[Raw records]
——————
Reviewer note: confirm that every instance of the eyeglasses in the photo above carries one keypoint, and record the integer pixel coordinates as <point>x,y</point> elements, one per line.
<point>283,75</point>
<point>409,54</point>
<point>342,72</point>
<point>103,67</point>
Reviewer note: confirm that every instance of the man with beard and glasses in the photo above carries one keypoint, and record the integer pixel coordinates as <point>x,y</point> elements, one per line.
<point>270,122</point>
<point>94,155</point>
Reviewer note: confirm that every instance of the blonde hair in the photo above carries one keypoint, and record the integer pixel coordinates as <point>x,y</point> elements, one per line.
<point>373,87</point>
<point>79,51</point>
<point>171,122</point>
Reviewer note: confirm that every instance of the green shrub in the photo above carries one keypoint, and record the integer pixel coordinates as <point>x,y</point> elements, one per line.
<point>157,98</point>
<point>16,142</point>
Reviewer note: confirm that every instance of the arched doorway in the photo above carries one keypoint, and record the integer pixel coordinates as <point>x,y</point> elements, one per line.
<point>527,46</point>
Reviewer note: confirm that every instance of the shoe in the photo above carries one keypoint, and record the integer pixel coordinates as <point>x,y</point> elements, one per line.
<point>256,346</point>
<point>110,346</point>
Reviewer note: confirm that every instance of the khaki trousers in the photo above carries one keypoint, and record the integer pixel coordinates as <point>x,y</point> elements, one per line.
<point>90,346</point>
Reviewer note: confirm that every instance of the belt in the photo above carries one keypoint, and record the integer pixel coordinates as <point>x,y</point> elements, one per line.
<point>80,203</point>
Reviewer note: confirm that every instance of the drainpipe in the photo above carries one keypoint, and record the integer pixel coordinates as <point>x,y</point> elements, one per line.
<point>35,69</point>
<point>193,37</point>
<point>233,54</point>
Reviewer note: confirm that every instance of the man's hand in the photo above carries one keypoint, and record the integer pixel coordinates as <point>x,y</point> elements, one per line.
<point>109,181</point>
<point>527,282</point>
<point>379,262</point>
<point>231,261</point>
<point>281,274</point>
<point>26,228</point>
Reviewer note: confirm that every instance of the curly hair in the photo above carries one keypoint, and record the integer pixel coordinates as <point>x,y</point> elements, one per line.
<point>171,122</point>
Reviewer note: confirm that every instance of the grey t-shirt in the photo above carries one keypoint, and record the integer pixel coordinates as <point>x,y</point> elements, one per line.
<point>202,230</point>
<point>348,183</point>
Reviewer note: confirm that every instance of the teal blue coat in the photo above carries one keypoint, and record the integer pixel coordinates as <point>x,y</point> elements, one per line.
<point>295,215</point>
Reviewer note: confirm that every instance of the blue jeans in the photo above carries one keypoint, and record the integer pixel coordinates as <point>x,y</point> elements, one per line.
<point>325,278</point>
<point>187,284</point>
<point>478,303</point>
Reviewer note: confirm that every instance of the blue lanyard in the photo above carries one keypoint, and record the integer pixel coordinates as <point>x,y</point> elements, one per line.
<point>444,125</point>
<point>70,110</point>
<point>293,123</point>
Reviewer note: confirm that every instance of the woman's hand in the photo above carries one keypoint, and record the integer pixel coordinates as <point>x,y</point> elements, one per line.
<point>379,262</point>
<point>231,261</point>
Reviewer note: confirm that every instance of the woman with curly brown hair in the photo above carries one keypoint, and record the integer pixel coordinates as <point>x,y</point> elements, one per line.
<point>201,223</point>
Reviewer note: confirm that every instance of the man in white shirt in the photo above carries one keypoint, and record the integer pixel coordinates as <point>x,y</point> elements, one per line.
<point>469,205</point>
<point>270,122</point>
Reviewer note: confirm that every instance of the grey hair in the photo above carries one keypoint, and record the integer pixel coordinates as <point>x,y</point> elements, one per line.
——————
Brief:
Copy the records above from the line with "Reviewer note: confirm that every instance of the shoe" up to and including the line with "<point>233,54</point>", keeping every request line as it is and adding 53 to each coordinate in the point answers.

Reply to the task:
Reviewer note: confirm that every instance of the shoe in the photo above carries one keypoint, and record the integer pixel coordinates as <point>x,y</point> elements, one per line.
<point>309,399</point>
<point>163,399</point>
Reviewer note: confirm that every instance of the khaki trousers in the photo above carries one keypoint, and record the integer pixel coordinates as <point>x,y</point> elements, one per line.
<point>143,399</point>
Reviewer note: confirm that every instance of the belt in the photo above carries one keypoint, and record the integer pixel coordinates as <point>x,y</point> elements, one per line.
<point>133,256</point>
Reviewer note: confirm that every instance of the drainpipe in the photo above carries one keypoint, and record the integer pixel coordinates as <point>x,y</point> elements, one per line.
<point>88,122</point>
<point>246,90</point>
<point>286,107</point>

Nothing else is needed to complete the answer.